Permasalahan — Tolong tulis ulang bagian teks berita dari "Dokter Lois Owien ditangkap" sampai "virtual, Senin (12/7).", dengan menukar "ditangkap" menjadi "diamankan".

Teks Ditampilkan —
***
REPUBLIKA.CO.ID, JAKARTA -- Ketua Majelis Kehormatan Etik Kedokteran (MKEK) Pusat Ikatan Dokter Indonesia (IDI) dr Pukovisa Prawiroharjo tak banyak kata dalam menanggapi ditangkapnya dokter Lois Owien oleh Kepolisian karena dinilai menyiarkan berita bohong soal Covid-19. Menurut dr Pukovisa, kasus itu memang selayaknya ditangani aparat penegak hukum.
"Kami bantu terlebih dahulu proses hukum terhadap beliau," katanya saat dihubungi Republika.co.id, Selasa (13/7).
Dokter Lois Owien ditangkap petugas Polda Metro Jaya, Ahad (11/7). Ia ditangkap atas dugaan penyebaran berita bohong di media sosial yang kemudian menghalangi penanggulangan wabah penyakit virus Covid-19 di Indonesia.
"Dengan sengaja yang dapat menimbulkan keonaran di kalangan rakyat dan atau menghalangi pelaksanaan penanggulangan wabah penyakit menular yang ia lakukan di beberapa platform media sosial," ujar Kabagpenum Polri Kombes Polisi Ahmad Ramadhan dalam konferensi secara virtual, Senin (12/7).
***
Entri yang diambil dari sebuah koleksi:
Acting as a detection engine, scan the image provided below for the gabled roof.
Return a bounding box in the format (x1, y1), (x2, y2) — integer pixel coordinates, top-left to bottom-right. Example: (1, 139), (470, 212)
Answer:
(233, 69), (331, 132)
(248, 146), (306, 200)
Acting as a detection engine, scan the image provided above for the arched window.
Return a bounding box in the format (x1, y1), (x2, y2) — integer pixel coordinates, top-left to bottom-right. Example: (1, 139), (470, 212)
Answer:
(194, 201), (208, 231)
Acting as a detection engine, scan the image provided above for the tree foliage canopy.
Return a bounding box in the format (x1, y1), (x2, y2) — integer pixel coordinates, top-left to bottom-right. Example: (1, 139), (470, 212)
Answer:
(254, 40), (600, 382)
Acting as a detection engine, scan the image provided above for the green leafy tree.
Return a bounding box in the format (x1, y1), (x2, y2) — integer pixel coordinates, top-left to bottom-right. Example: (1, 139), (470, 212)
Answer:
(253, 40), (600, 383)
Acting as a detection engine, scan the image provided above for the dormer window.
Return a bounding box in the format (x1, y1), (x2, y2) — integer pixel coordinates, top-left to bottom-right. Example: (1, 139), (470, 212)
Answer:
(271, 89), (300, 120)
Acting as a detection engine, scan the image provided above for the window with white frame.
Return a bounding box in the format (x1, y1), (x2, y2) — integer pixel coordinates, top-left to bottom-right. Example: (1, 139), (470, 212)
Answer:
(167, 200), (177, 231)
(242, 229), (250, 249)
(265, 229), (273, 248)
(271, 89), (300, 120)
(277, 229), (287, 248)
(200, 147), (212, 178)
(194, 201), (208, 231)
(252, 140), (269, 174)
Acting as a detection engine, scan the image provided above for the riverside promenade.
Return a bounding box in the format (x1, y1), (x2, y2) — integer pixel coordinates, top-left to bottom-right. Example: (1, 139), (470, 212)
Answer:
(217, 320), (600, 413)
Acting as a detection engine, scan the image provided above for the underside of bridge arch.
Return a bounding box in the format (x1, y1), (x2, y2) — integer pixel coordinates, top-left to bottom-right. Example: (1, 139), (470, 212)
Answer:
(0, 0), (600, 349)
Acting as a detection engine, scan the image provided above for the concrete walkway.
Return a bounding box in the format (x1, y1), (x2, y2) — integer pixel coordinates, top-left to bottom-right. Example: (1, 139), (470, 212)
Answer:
***
Hasil Tugas —
Dokter Lois Owien diamankan petugas Polda Metro Jaya, Ahad (11/7). Ia diamankan atas dugaan penyebaran berita bohong di media sosial yang kemudian menghalangi penanggulangan wabah penyakit virus Covid-19 di Indonesia.
"Dengan sengaja yang dapat menimbulkan keonaran di kalangan rakyat dan atau menghalangi pelaksanaan penanggulangan wabah penyakit menular yang ia lakukan di beberapa platform media sosial," ujar Kabagpenum Polri Kombes Polisi Ahmad Ramadhan dalam konferensi secara virtual, Senin (12/7).